* What the task asks *
All entries must be repeated exactly. No picture should appear in the result.

Dataset entries
■ ■ ■ ■ ■

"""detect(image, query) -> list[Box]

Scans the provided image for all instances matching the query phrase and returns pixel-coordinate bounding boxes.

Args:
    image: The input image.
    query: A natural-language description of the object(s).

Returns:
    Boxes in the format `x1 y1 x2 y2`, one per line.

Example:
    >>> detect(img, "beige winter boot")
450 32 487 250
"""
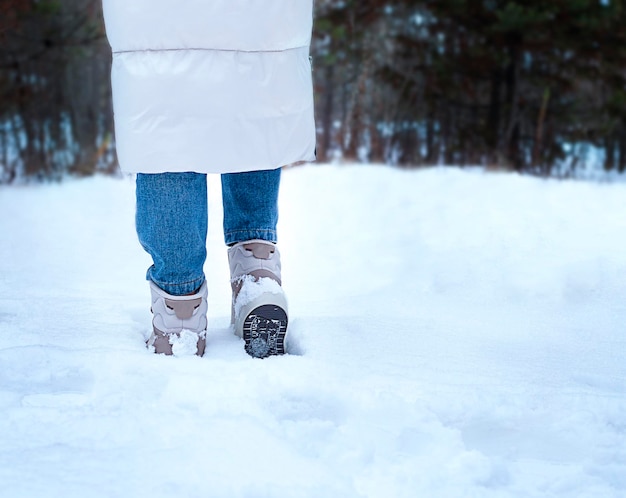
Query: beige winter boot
147 281 208 356
228 240 288 358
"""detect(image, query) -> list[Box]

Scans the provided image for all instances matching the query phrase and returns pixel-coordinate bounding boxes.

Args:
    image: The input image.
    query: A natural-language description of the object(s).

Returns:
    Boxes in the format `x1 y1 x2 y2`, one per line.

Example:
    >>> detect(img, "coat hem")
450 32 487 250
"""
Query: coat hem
118 157 317 175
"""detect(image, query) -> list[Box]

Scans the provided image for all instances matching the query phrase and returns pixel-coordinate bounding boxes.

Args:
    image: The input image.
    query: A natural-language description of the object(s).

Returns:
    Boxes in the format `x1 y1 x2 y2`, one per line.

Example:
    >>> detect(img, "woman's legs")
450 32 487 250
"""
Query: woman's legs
221 168 287 358
134 168 284 357
135 168 281 292
221 168 281 245
135 172 208 296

■ ■ ■ ■ ■

* Answer area *
"""detect(image, query) -> list[Box]

Scans the provided image for all instances matching the query phrase and returns pixel-coordinate bounding boxes.

Args:
    image: The input image.
    query: A natural-language description of the object(s).

Returns:
    Boxes in the format `x1 y1 x2 y2`, one per line.

Example:
    >>> detect(img, "beige winter boot")
450 32 487 250
"""
Query: beige winter boot
147 281 208 356
228 240 288 358
"""detect(image, query) -> list[Box]

Scans the provided image for all instances matching the query phrase and returns pixel-coordinate bounding boxes.

Args:
    image: The input image.
    query: A natural-language description of the object(s).

Returns:
    Boxes in the format `x1 y1 x2 y2`, one per line.

Example:
    >>> detect(img, "coat hem")
450 32 487 250
"""
Query: coat hem
118 157 317 175
"""detect(image, query) -> list[Box]

Scans the provided image for all instances matching the query phrase and returns pixel-coordinate bounding boxes.

Args:
    image: The input image.
    query: A natural-language description of the object(s).

Returns:
    Boxes in the format `x1 y1 x2 y2`, one per line.

Example:
    >>> detect(img, "woman's legs")
450 32 487 250
"""
Query: woman's legs
221 168 287 358
134 168 284 357
135 168 281 292
221 168 281 245
135 172 208 296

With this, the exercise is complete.